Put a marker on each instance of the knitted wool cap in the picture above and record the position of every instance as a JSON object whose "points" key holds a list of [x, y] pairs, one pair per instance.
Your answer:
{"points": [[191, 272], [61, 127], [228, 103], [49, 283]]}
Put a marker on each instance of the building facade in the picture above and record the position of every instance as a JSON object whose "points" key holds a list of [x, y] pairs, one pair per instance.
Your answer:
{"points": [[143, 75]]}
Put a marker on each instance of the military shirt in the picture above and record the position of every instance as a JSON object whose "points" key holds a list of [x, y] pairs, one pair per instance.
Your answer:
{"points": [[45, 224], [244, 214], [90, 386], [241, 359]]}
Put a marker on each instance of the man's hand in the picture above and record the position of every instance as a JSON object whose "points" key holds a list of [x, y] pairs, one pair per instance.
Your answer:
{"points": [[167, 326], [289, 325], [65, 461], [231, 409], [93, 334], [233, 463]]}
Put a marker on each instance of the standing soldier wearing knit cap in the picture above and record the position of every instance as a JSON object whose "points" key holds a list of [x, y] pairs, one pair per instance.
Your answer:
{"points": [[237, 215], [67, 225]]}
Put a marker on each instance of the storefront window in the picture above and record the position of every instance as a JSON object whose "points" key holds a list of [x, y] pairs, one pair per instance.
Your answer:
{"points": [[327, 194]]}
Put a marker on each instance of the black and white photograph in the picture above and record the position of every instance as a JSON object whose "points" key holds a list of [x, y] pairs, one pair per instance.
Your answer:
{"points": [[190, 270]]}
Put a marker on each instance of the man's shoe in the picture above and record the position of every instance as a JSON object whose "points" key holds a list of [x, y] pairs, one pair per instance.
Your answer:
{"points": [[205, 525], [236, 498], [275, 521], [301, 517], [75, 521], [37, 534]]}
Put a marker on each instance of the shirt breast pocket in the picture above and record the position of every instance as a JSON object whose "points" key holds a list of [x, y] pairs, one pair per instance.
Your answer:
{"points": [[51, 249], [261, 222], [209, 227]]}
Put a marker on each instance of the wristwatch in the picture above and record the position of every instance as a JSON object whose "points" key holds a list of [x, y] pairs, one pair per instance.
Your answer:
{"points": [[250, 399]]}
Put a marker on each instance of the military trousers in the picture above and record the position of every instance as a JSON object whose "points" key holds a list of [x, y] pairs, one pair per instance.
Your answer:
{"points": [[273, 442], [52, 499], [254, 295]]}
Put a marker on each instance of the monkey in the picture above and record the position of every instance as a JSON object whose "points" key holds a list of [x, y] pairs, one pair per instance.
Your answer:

=-=-=

-- Task to complete --
When the entries above are retyped, each line must stay exactly as it is.

-- Answer box --
Put a marker on each instance of the knitted wool cap in the picture above and record the position of every instance as a JSON object whose "points" key holds a list of [x, y] pairs, one pair per instance.
Your answer:
{"points": [[191, 272], [61, 127], [228, 103], [49, 283]]}
Put a marker on each instance of the building facade in the picture above and record the position of every instance as a JSON object whose "points" key holds a list of [x, y] pairs, one pair per instance.
Your answer:
{"points": [[143, 75]]}
Put a marker on each instance of the military shirt in the picture above and record the position of every instance as a JSON object whose "points" key holds a list of [x, y] pairs, one pair per instance.
Your answer:
{"points": [[45, 224], [244, 214], [90, 386], [241, 359]]}
Put a marker on each instance of the man's hand in the picture above and record the position of every instance as a JSON object whose "points" key holds a list of [x, y] pairs, one pair per instance.
Your answer:
{"points": [[167, 326], [289, 325], [65, 461], [231, 409], [93, 334], [233, 463]]}
Put a marker on each instance of the standing soldier wearing knit cap in the picture above and record the position of every instance as a JSON object whose "points" key holds a list of [x, y] pairs, one pair per instance.
Your answer:
{"points": [[237, 215], [67, 225]]}
Put a marker on each instance of the storefront window in the picture above and record the position of every instance as a JSON object whose "points" key holds a list of [x, y] pairs, one pair per instance.
Your answer:
{"points": [[327, 194]]}
Put a marker on each instance of the black and white photograph in the picture above and record the position of every instance as a JSON object whose "points" key holds a list of [x, y] pairs, one pair per instance.
Your answer:
{"points": [[190, 270]]}
Put a marker on each instance of the man's shoe in the picture above and record the position of every instance as a JSON object whose "points" key holds a list of [x, y] pairs, one pair per instance.
Your answer:
{"points": [[205, 525], [236, 498], [275, 521], [301, 517], [75, 521], [37, 534]]}
Put a marker on each instance of the shirt breast pocket in the picture above and record the position of every instance as a JSON object whose "points" key holds a list of [x, y] pairs, one pair per instance.
Your answer:
{"points": [[51, 249], [261, 222], [209, 227]]}
Put a marker on each instance of the wristwatch in the picture above and record the position of every instance as a JSON object whose "points" key holds a list of [x, y] pairs, one pair per instance.
Your answer:
{"points": [[250, 399]]}
Put a marker on each instance of the military trousers in the picture above and record the position of every instance as a JSON object whose "points" key holds a list of [x, y] pairs, one pair per instance.
Your answer:
{"points": [[273, 442], [52, 499], [254, 295]]}
Put a marker on each instance of the monkey in the picture above and record the position of every instance as a JSON object whose "points" key holds a list of [x, y] pairs, one pair per instance.
Your answer:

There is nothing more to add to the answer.